Excerpts of location labeling data

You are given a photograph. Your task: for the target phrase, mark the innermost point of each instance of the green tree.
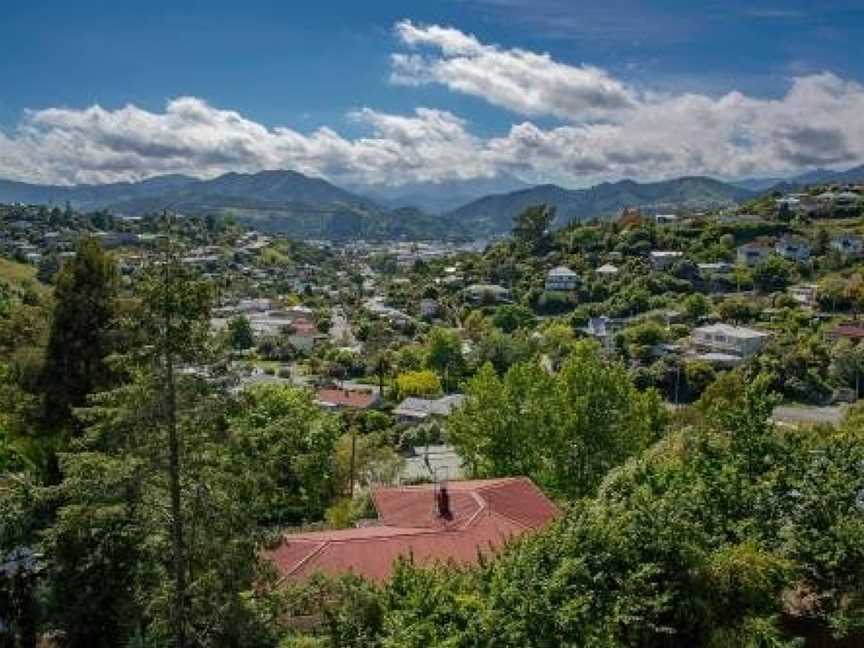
(772, 273)
(531, 228)
(445, 356)
(418, 383)
(289, 444)
(510, 317)
(151, 502)
(565, 430)
(240, 335)
(81, 338)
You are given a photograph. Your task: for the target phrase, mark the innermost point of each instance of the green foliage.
(286, 441)
(510, 317)
(445, 356)
(531, 227)
(418, 383)
(82, 335)
(564, 430)
(240, 334)
(772, 273)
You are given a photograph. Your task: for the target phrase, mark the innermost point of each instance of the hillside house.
(561, 278)
(662, 259)
(725, 338)
(848, 244)
(456, 522)
(332, 398)
(804, 294)
(750, 254)
(851, 330)
(418, 410)
(666, 219)
(486, 293)
(793, 249)
(607, 270)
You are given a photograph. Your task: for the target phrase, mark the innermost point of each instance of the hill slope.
(493, 215)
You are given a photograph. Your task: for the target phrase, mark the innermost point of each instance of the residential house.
(489, 293)
(804, 294)
(459, 522)
(662, 259)
(750, 254)
(851, 330)
(793, 249)
(607, 270)
(561, 278)
(725, 338)
(847, 244)
(719, 267)
(418, 410)
(429, 308)
(346, 399)
(603, 329)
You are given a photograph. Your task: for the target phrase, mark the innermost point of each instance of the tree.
(418, 383)
(285, 439)
(240, 334)
(847, 365)
(563, 430)
(445, 356)
(532, 226)
(772, 273)
(381, 365)
(152, 487)
(510, 317)
(81, 338)
(696, 306)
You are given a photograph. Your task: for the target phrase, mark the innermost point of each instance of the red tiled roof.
(849, 329)
(304, 327)
(485, 514)
(346, 398)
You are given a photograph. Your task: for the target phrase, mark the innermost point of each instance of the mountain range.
(306, 207)
(816, 176)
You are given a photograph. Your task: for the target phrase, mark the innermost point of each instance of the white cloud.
(522, 81)
(607, 130)
(190, 136)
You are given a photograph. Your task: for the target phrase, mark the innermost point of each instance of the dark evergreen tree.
(81, 336)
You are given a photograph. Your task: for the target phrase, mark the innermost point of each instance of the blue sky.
(305, 66)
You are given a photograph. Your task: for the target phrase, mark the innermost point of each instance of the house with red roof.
(433, 523)
(356, 399)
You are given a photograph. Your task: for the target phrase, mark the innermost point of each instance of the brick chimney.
(442, 502)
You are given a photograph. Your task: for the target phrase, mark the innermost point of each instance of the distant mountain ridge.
(816, 176)
(492, 215)
(306, 207)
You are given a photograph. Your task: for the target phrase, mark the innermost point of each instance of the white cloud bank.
(607, 129)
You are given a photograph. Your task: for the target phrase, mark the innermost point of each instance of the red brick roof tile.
(485, 514)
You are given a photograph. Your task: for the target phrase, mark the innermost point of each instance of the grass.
(17, 274)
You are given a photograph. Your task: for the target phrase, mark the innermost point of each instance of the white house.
(750, 254)
(804, 294)
(793, 248)
(561, 278)
(718, 267)
(662, 259)
(848, 244)
(429, 308)
(490, 293)
(725, 338)
(607, 270)
(417, 410)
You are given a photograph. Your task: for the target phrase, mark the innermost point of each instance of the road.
(807, 414)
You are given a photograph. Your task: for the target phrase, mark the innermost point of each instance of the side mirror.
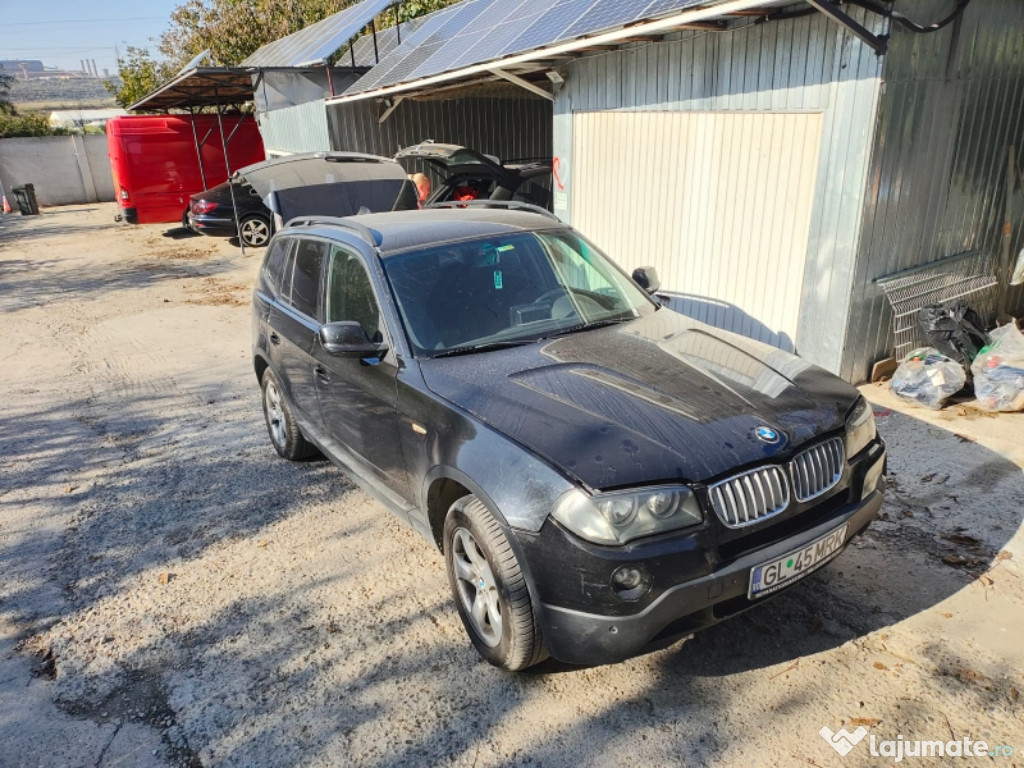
(646, 278)
(348, 339)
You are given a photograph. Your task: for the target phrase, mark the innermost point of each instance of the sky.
(64, 32)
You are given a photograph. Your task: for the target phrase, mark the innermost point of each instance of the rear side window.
(536, 192)
(275, 266)
(350, 295)
(309, 255)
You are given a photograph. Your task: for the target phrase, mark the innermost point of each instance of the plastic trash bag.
(928, 378)
(954, 330)
(998, 371)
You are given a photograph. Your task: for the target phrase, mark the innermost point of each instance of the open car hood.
(330, 184)
(446, 157)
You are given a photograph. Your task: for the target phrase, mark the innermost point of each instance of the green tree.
(139, 73)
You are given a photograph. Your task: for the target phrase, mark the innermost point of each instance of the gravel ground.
(172, 594)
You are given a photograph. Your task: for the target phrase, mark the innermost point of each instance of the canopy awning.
(201, 86)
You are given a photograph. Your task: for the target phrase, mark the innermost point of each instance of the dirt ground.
(172, 594)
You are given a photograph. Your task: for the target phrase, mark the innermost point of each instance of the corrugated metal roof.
(315, 43)
(472, 39)
(476, 31)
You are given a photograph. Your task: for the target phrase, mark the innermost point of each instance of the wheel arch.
(441, 488)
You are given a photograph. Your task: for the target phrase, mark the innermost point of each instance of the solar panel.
(560, 15)
(315, 43)
(387, 41)
(409, 42)
(480, 31)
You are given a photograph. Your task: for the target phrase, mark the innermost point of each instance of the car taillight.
(203, 206)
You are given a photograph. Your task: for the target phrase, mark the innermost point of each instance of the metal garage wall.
(510, 128)
(802, 65)
(953, 102)
(725, 200)
(294, 129)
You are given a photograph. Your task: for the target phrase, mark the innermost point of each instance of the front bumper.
(216, 227)
(577, 636)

→ AIM OF THE EXERCISE: Every entry must be written out exactly, with all pictures left out.

→ RESPONSE:
You are given a photograph. Your task: for the target phrase, mark the innermost point of each instance of the green tree.
(772, 273)
(531, 228)
(445, 356)
(418, 383)
(289, 444)
(510, 317)
(151, 502)
(565, 430)
(240, 335)
(81, 338)
You are given a photograph. Your task: for the target phrase, mark the innermost point of each instance of the green foliage.
(286, 441)
(510, 317)
(445, 356)
(531, 227)
(418, 383)
(82, 335)
(564, 430)
(240, 334)
(772, 273)
You are given a photograph. Your task: for the target phrase, mark the innermost point of each instance of the hillside house.
(561, 278)
(662, 259)
(725, 338)
(848, 244)
(456, 522)
(332, 398)
(804, 294)
(750, 254)
(851, 330)
(418, 410)
(666, 219)
(486, 293)
(793, 249)
(607, 270)
You are given a photograph. Your task: for the target phrase, mark the innermost point of each instance of the hill slope.
(493, 215)
You are given a photograph. Your task: for the target phrase, mark the innermost point of each instance of the residential house.
(489, 293)
(804, 294)
(459, 522)
(662, 259)
(750, 254)
(851, 330)
(793, 249)
(607, 270)
(561, 278)
(725, 338)
(847, 244)
(719, 267)
(418, 410)
(429, 308)
(346, 399)
(603, 329)
You are given a photograph. Your task: for the target phrase, mark the innermost point of each instance of the tree.
(418, 383)
(285, 439)
(240, 334)
(847, 365)
(563, 430)
(445, 356)
(532, 226)
(772, 273)
(381, 365)
(152, 487)
(510, 317)
(81, 338)
(696, 306)
You are given a photograph. Your task: for the target phrase, mark the innermost point of each instance of the red tiled roof.
(849, 329)
(304, 327)
(485, 514)
(346, 398)
You are given a photograph. Your task: for the target phrase, mark the innermost point of each instance of the mountain range.
(306, 207)
(816, 176)
You are given a photograph. Your task: for the target phrase, mark the innermost point of each instance of the white cloud.
(522, 81)
(607, 130)
(190, 136)
You are given a photograph. Your task: for the target phrase, mark the innermost point of each instance of the dark evergreen tree.
(81, 336)
You are given a photograph. Your task: for the target phrase, mark the innermost point of each instance of the blue sky.
(305, 66)
You are given a photograph. Your task: for the target phrase, mark the innermost point of each instance of the house with red roof.
(433, 523)
(356, 399)
You are given a photograph. Your task: for the target phrase, mark the innermost point of each instance of the brick chimney.
(442, 502)
You are given a photograph. Your task: for the target phrase, mark the innermost point of each instance of the distant mountain ridge.
(816, 176)
(492, 215)
(306, 207)
You are given a photograph. Your task: for the target phrase, mark the innermost point of each instance of the white cloud bank.
(607, 129)
You are given a photograph. Your task: for the target phrase, mark the innermost point of each instance of the red brick roof tile.
(485, 514)
You are given a photograph. Your task: for the target phrase, mark the innermost point of each instance of the grass.
(17, 274)
You are given a photograph. Your task: for the target phrase, mark the innermost point of each instance of the white house.
(750, 254)
(804, 294)
(793, 248)
(561, 278)
(718, 267)
(662, 259)
(848, 244)
(429, 308)
(490, 293)
(725, 338)
(607, 270)
(417, 410)
You are given a photograph. Your task: for the target phrase, mark the innermost point of each instance of the road.
(807, 414)
You are given a photograph. Your task: for the target phrase, mark the innermost point of each instance of the side mirror.
(646, 278)
(348, 339)
You are given a photograph. Your task: for the target phrase, mark the innermost point of each instance of the sky.
(64, 32)
You are given a photograph. Your task: for the target phrase, mark the innermost point of each instance of the rear side window.
(536, 192)
(275, 266)
(350, 295)
(309, 255)
You are given a photograph. Your task: for the target phrase, mark the innermost point of each instance of the plastic trash bag.
(928, 378)
(954, 330)
(998, 371)
You are given a photograph. Your task: for the target phrase, mark the innermost point of each instance of the open car hood.
(330, 184)
(446, 157)
You are given a photograph. Your task: for the target phrase, mark the innermost point of each instance of the green tree.
(139, 73)
You are given a photograph. Your task: for the target phrase, mark the innermost point of each instance of the gravel ground.
(172, 594)
You are given a photograph. Your task: for the target phrase, mark the innermost point of each instance of the canopy awning.
(201, 86)
You are given a photograph. Your task: for the target phrase, mark the innermost point of each instance of the dirt ground.
(172, 594)
You are given a photograph. Your task: for the target phrase, mark the innermost point of each instance of the corrugated metal roof.
(315, 43)
(472, 39)
(476, 31)
You are given a photograph. Your task: for the target phrase, mark the innermost point of each instance of the wheel arch.
(441, 488)
You are given a photograph. Your task: for the target phrase, mark the innermost point of each instance of the solar panel.
(560, 15)
(315, 43)
(387, 41)
(409, 42)
(480, 31)
You are given a photograph. Your task: for the target phrase, mark the innermost point of each instance of the car taillight.
(203, 206)
You are given a photograph. Your task: for the target phrase, mark the innermost point of each instance of the metal garage wall.
(510, 128)
(802, 65)
(953, 102)
(725, 200)
(294, 129)
You are given a photograph. Your task: for the target phrase, mark the innermost point of each instance of the front bumper.
(216, 227)
(577, 636)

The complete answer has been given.